* [Task to carry out] Copy the entries below verbatim, from the very start through the line containing "[464,335,489,360]". Stop after that line.

--- begin Records supplied ---

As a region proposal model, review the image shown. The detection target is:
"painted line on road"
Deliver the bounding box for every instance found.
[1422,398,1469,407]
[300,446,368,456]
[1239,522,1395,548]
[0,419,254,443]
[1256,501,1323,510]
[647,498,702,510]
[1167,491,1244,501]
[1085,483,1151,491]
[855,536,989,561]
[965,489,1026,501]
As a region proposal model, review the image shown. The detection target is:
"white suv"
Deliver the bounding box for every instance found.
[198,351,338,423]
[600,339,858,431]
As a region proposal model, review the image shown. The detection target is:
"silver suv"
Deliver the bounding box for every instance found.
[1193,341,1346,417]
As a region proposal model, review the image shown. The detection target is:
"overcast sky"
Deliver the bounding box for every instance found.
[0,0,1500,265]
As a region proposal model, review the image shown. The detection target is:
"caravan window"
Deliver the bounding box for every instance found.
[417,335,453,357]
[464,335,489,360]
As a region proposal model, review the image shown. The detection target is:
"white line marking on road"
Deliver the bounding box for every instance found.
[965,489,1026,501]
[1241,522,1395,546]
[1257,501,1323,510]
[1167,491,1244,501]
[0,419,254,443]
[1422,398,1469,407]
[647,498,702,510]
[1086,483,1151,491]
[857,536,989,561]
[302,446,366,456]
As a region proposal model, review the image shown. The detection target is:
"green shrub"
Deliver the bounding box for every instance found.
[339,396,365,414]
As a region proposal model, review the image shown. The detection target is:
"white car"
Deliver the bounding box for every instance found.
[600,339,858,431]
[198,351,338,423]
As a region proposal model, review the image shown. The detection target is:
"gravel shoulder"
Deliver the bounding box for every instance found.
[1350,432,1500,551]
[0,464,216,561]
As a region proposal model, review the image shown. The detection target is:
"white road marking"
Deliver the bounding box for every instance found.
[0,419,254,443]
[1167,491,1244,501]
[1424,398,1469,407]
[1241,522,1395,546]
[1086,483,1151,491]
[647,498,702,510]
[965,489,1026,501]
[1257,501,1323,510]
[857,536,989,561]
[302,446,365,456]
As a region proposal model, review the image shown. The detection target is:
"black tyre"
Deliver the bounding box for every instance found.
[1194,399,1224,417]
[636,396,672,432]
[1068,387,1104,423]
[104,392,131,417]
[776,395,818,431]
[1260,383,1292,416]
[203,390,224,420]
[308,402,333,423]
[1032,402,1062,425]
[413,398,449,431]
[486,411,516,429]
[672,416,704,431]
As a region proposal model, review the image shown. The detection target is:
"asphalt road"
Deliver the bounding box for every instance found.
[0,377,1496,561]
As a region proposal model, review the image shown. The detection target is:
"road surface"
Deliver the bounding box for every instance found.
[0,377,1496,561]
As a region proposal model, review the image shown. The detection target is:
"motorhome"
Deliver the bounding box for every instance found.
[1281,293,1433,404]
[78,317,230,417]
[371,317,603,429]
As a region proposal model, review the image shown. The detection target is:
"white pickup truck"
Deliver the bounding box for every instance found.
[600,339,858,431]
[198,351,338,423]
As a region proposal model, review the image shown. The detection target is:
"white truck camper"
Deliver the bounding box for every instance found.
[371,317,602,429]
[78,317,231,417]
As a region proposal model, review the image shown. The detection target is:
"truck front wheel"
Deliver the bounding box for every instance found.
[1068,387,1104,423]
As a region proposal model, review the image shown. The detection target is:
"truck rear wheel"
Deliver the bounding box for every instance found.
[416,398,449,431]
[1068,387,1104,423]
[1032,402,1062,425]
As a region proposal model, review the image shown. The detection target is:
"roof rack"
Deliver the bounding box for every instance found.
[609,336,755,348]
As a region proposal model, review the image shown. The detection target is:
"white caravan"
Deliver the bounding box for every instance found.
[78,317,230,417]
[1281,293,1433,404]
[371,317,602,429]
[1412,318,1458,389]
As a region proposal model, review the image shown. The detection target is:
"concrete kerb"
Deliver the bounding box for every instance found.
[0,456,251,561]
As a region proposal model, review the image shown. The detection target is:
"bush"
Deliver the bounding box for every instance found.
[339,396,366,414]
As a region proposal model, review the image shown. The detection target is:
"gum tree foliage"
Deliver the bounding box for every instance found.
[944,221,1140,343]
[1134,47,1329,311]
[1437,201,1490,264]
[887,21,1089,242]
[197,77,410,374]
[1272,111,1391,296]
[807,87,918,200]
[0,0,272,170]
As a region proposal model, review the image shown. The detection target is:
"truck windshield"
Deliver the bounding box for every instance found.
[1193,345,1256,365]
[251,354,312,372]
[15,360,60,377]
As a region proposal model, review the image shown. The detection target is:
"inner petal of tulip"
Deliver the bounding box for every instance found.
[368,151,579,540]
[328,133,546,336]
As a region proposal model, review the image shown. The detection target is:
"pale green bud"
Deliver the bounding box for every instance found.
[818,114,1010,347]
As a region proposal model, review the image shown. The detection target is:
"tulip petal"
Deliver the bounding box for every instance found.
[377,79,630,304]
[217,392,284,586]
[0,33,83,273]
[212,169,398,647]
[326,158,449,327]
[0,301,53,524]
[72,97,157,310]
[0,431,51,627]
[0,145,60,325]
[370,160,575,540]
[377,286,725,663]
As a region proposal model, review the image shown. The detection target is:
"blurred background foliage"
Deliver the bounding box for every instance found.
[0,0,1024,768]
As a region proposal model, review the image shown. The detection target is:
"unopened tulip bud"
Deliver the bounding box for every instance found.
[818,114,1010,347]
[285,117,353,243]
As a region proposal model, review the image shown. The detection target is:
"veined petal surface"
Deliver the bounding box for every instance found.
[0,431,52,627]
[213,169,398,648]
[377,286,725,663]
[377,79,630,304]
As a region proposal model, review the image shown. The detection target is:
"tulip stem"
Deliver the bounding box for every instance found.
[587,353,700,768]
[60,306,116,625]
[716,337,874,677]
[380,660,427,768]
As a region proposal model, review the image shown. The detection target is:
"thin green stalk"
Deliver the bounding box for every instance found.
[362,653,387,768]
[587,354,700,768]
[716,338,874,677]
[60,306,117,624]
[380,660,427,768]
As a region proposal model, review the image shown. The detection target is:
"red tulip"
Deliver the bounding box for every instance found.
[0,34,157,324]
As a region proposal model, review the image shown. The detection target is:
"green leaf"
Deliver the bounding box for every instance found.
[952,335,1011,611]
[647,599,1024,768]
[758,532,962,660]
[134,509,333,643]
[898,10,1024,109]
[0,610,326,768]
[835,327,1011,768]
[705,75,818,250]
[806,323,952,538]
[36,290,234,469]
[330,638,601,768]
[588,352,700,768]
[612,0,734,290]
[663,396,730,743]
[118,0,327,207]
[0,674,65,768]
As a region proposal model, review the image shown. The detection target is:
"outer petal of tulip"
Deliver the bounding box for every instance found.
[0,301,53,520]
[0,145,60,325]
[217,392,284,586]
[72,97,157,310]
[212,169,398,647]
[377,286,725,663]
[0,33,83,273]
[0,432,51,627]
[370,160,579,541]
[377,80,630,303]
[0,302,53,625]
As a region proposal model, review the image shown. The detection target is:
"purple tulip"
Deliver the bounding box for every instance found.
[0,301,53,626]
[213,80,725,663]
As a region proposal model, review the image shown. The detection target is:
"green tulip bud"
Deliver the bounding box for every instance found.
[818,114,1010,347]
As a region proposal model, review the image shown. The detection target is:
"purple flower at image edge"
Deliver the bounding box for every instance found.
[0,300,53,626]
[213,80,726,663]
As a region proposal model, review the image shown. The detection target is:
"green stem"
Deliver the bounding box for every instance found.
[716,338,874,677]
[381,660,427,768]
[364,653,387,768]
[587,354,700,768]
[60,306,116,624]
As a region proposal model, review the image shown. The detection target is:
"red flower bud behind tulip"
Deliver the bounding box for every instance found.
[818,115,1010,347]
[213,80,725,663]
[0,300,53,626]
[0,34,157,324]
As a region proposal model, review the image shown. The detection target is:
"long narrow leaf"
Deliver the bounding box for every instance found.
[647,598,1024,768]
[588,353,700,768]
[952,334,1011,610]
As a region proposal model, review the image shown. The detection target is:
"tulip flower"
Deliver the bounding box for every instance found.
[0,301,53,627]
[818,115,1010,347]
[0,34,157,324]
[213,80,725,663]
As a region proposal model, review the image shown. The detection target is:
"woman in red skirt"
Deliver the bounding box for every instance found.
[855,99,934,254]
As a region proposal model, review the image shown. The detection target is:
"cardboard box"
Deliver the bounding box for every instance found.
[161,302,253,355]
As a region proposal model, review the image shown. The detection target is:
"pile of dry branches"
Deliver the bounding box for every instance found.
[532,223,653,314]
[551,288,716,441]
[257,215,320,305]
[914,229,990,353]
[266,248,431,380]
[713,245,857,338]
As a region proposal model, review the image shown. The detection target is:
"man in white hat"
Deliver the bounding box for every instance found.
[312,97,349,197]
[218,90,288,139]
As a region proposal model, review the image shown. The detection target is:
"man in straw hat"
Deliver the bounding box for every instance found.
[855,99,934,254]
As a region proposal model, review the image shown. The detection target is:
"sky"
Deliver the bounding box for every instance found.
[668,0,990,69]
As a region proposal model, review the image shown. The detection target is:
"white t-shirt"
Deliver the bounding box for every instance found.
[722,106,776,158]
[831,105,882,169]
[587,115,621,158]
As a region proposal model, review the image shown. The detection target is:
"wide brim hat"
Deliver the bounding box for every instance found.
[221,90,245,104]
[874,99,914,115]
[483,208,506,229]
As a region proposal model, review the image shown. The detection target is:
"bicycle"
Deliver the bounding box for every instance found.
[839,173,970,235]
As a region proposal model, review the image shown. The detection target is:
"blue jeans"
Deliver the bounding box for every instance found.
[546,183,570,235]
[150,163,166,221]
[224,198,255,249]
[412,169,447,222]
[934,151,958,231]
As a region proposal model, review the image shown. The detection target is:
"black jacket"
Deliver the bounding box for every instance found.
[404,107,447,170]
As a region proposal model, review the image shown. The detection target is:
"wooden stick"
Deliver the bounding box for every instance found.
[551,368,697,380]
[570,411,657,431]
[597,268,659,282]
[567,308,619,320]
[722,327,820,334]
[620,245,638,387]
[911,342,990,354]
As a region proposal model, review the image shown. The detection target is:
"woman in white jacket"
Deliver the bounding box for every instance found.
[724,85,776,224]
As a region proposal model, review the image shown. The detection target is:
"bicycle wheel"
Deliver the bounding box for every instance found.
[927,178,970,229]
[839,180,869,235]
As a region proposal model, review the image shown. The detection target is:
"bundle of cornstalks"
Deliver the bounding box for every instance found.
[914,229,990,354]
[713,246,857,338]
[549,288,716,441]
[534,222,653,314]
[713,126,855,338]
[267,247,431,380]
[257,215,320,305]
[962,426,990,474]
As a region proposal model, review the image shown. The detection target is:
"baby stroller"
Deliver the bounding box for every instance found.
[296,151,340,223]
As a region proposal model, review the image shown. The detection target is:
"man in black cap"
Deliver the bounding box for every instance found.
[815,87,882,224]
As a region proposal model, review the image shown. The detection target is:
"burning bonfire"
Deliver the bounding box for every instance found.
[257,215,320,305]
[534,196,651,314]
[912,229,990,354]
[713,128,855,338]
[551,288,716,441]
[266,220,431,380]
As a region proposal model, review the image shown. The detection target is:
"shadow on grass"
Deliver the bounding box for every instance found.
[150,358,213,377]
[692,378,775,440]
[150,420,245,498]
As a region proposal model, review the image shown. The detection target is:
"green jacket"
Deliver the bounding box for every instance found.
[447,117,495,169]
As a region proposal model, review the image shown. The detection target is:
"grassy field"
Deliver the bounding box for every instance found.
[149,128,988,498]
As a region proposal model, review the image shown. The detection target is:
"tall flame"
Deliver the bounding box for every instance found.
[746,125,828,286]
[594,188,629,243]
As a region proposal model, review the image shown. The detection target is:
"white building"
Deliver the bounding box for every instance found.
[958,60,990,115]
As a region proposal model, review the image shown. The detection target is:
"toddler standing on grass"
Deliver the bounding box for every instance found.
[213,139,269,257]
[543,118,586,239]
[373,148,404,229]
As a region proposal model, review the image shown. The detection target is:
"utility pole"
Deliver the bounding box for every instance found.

--- end Records supplied ---

* [Response to this exercise]
As a region proposal model, review the image shown. The detection target is:
"painted line on road"
Deliver the bounding box for every instance found.
[1422,398,1469,407]
[300,446,368,456]
[1239,522,1395,548]
[0,419,254,443]
[1256,501,1323,510]
[647,498,702,510]
[1167,491,1244,501]
[1085,483,1151,491]
[855,536,989,561]
[965,489,1026,501]
As a region proposal model, review the image shown. The detection target is:
"white suv"
Deliver the bounding box for every instance found.
[198,351,338,423]
[600,339,858,431]
As a region proposal model, review the image shown. The detection target is:
"silver suv"
Deliver the bounding box for every instance found.
[1193,341,1346,417]
As a region proposal model, review the image shown. The detection target is:
"overcast sky"
Deliver the bounding box for every instance found.
[0,0,1500,265]
As a region proposal model, review the image shown. The detection target is:
"caravan window"
Deliver the bounding box for every instance found.
[417,335,453,357]
[464,335,489,360]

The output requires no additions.